WHAT IS BEING ASKED -
Format the rows below as a numbered list, starting at the line containing "For every instance of the vehicle" and running through the end of the rows. Skip any blank lines.

DATASET CONTENT -
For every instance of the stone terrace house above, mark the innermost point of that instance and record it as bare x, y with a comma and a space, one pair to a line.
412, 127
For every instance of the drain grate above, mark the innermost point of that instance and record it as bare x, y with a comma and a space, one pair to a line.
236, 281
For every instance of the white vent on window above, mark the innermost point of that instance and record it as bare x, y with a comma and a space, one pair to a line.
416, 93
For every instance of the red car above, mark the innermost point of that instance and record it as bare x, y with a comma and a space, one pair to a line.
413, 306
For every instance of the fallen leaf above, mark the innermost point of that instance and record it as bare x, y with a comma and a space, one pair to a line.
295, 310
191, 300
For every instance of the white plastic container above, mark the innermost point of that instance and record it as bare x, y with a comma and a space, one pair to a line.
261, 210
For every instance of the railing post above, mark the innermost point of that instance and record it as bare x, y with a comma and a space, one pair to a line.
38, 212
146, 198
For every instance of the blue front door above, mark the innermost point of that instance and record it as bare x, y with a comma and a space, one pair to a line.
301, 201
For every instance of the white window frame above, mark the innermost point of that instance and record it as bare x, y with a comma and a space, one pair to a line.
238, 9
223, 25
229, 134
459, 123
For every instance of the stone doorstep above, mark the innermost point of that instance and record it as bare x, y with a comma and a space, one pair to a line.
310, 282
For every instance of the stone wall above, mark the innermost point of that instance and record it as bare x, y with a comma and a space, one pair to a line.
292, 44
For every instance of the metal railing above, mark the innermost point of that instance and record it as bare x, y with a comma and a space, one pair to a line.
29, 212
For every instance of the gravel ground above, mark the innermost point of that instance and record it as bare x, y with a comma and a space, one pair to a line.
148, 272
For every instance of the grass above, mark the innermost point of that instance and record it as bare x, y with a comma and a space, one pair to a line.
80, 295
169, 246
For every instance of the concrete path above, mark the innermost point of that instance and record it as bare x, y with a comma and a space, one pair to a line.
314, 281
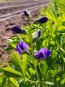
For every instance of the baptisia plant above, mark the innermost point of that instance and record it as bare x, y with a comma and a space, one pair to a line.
22, 47
17, 29
43, 53
28, 64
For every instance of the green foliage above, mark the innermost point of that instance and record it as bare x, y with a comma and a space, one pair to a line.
25, 70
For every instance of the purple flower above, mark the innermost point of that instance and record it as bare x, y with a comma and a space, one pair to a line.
41, 20
22, 47
43, 53
26, 13
37, 35
16, 29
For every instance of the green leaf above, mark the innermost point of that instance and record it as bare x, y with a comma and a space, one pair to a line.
49, 83
25, 61
9, 72
16, 60
14, 82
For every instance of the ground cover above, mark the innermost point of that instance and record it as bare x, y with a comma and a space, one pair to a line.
38, 50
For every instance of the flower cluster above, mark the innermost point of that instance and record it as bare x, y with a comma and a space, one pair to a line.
41, 20
16, 29
22, 46
43, 53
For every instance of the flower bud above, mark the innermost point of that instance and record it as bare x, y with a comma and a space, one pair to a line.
41, 20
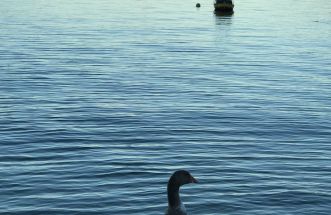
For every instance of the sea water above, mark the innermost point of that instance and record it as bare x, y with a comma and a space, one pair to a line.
100, 101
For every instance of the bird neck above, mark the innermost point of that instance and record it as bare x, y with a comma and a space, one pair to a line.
173, 195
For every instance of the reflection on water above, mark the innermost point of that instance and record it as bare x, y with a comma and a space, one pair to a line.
100, 102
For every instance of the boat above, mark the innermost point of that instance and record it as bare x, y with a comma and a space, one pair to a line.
223, 6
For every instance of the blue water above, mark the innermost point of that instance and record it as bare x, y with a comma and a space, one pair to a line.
100, 101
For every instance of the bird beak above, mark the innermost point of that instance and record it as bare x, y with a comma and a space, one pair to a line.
193, 180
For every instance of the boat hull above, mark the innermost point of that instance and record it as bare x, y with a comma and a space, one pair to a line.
223, 7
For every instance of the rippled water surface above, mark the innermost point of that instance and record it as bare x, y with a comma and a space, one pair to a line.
100, 101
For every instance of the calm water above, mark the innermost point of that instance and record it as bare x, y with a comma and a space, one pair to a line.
100, 101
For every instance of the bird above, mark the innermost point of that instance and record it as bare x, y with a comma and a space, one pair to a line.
178, 178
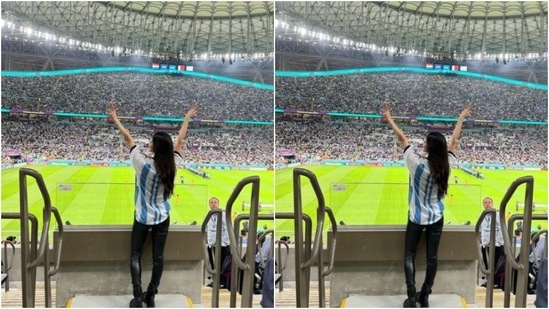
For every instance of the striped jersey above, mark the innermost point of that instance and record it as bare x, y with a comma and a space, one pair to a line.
150, 206
424, 206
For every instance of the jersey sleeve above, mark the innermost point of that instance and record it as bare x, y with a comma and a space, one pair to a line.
410, 157
452, 160
137, 158
178, 159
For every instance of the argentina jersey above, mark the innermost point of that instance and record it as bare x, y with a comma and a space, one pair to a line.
424, 206
150, 206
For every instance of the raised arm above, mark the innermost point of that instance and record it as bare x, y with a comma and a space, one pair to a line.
123, 131
457, 130
183, 131
398, 132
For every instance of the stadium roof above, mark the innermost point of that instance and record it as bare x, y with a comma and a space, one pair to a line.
434, 27
167, 28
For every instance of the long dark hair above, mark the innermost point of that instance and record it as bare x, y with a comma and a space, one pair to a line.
164, 162
438, 161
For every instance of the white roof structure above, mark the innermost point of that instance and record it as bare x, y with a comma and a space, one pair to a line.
461, 28
159, 28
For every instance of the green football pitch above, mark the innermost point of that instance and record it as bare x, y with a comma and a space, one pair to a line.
104, 195
379, 195
357, 195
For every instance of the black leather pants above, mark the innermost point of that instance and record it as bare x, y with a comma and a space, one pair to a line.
413, 233
139, 235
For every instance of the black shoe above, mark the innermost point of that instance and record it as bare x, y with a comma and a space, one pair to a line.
136, 303
423, 299
409, 303
149, 297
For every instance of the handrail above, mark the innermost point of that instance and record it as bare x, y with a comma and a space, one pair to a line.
8, 264
490, 272
234, 268
259, 240
216, 273
59, 244
332, 248
249, 266
42, 245
525, 240
314, 256
30, 260
308, 222
522, 268
254, 180
529, 181
34, 236
321, 210
533, 240
282, 266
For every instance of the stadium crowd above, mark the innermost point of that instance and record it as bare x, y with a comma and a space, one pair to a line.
85, 140
346, 140
137, 95
411, 94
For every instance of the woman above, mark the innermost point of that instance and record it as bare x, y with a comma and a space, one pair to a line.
154, 185
428, 187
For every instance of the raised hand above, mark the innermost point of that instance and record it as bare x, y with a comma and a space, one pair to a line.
192, 112
386, 112
466, 111
112, 112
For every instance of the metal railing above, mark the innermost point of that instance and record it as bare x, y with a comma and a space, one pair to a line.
282, 262
249, 265
522, 266
34, 252
305, 256
7, 264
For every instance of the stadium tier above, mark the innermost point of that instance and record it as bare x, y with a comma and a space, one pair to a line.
137, 95
412, 95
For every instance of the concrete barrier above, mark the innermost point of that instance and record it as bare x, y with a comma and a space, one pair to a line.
370, 260
95, 260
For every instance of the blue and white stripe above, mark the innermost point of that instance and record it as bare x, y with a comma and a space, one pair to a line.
150, 206
424, 206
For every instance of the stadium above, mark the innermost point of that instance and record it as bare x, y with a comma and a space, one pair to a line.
336, 65
63, 65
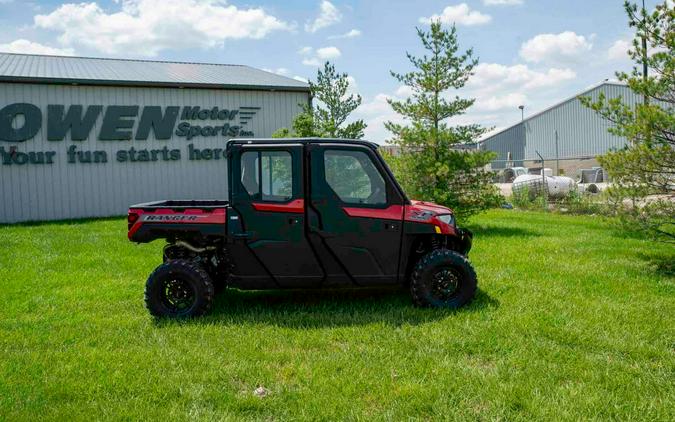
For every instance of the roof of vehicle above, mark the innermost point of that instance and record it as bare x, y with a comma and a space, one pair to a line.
244, 141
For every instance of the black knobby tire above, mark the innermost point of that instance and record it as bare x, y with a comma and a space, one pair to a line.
443, 279
179, 289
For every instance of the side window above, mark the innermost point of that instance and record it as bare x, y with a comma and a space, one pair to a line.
274, 169
354, 177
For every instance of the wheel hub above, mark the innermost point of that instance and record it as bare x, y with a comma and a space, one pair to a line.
445, 284
178, 294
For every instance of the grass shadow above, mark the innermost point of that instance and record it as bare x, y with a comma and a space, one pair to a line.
66, 222
501, 231
326, 308
662, 264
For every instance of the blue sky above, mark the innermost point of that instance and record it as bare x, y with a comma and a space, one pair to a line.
532, 52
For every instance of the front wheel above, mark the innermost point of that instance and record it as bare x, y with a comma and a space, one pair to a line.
179, 289
443, 279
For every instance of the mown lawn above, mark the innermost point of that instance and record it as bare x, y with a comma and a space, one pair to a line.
573, 320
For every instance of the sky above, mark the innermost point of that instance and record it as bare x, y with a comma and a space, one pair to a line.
533, 53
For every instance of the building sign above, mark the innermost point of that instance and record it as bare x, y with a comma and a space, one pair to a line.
20, 122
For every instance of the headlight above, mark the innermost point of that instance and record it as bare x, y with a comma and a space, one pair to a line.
448, 219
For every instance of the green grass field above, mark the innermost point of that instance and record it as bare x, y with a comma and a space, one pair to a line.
573, 320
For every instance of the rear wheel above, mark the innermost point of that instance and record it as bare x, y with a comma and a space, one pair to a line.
179, 289
443, 279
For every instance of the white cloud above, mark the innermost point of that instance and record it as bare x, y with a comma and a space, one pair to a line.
500, 102
305, 50
404, 91
146, 27
502, 2
460, 14
349, 34
318, 56
489, 77
556, 48
328, 53
28, 47
498, 89
619, 50
328, 15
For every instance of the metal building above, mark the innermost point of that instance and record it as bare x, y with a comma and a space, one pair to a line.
565, 132
85, 137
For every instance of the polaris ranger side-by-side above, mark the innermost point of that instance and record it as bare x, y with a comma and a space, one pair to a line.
303, 213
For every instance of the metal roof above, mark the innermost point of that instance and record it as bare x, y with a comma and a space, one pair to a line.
549, 108
101, 71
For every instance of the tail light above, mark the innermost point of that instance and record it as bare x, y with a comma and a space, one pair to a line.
132, 218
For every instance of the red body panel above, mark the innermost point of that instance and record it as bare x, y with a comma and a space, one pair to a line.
427, 213
393, 212
169, 216
296, 207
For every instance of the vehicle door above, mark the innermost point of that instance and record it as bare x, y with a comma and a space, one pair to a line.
268, 194
355, 213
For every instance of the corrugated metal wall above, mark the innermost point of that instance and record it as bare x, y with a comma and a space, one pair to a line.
511, 140
579, 130
65, 190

RESULT -
1. For every instance of the vehicle door above, mark the innermost point of that instance and record it as bare x, y with a comma and a space, one pair to a line.
2. 268, 194
3. 355, 213
4. For every instance of the corrugated metal wall above, mark the innermost point of that instance and record it as bare x, y with a comma and a space, one pair to a line.
5. 511, 140
6. 579, 130
7. 65, 190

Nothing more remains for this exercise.